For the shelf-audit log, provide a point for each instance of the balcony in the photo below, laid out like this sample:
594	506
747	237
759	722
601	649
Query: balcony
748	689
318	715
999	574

___

Rewrite every line of the records above as a Markdown table with the columns Row and Line. Number the rows in order and leave out any blank lines.

● **Complete response**
| Row | Line |
|---|---|
| 1 | For the shelf-audit log, provide a point for each instance of the balcony in the photo below, laid out like this sample: |
| 2 | 594	506 |
| 3 | 747	237 |
| 4 | 759	722 |
| 5 | 601	649 |
| 6 | Query: balcony |
| 7 | 748	689 |
| 8 | 318	715 |
| 9 | 999	574 |